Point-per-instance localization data
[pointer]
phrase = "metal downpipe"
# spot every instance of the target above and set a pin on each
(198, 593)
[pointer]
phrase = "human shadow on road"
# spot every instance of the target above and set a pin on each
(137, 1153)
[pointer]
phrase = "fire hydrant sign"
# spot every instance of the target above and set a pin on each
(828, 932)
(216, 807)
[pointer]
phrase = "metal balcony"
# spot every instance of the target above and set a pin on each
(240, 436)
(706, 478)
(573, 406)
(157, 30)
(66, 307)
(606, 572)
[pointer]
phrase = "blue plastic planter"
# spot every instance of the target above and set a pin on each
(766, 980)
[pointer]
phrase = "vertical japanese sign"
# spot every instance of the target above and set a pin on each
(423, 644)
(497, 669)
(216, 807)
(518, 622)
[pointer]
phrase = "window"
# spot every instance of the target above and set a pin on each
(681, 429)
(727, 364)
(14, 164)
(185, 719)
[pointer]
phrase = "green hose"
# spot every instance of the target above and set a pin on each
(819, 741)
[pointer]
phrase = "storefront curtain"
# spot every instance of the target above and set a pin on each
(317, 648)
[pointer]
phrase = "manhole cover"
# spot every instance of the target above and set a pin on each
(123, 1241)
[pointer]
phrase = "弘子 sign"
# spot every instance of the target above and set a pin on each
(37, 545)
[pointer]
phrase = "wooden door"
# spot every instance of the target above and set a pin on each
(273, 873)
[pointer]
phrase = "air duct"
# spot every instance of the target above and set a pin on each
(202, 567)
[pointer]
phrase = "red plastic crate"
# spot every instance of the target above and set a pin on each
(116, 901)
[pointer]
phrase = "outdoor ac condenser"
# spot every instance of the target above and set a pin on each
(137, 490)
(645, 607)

» **TASK BRIEF**
Write out every line of the data exactly, leaving nothing out.

» **COMPLETED TASK**
[pointer]
phrase = "metal downpipe"
# spot every instance of the target above and set a pin on each
(198, 593)
[pointer]
phrase = "human shadow on road"
# spot every instance of the target above and set a pin on each
(137, 1153)
[pointer]
phrase = "fire hydrant sign"
# spot every instance of the target above and set a pin on each
(828, 932)
(216, 807)
[pointer]
phrase = "metal balcony"
# spot every instance of the target above and set a pin on each
(240, 436)
(706, 478)
(573, 406)
(157, 30)
(66, 307)
(606, 572)
[pointer]
phrase = "blue plastic planter"
# spot every instance of the target above and set a pin on each
(766, 980)
[pointer]
phrase = "vertical japanese sign"
# spot every instance of the target above and set a pin on each
(423, 644)
(497, 669)
(216, 807)
(518, 622)
[pointer]
phrase = "window"
# spot every instance of the target above and set a pin on each
(681, 429)
(727, 364)
(14, 164)
(185, 719)
[pointer]
phrase = "green hose"
# spot every instance of the target above and set a pin on each
(819, 741)
[pointer]
phrase = "storefront curtain"
# spot every instance of the target above and set a pin on each
(317, 648)
[pointer]
phrase = "manhole cover"
# spot every instance of the target above and set a pin on each
(123, 1241)
[pointer]
phrase = "弘子 sign"
# spot every instance of the target above and set a pin on each
(37, 545)
[pointer]
phrase = "wooden door"
# spot every instance of the target above and set a pin on each
(273, 873)
[pointer]
phrase = "air duct"
# spot every instance of the target above and set a pin on each
(202, 567)
[pointer]
phrase = "red plastic crate"
# spot every instance of the target above and set a pin on each
(116, 901)
[pointer]
phrase = "outdoor ac condenser"
# spot every instance of the target above and set a pin on each
(137, 490)
(645, 607)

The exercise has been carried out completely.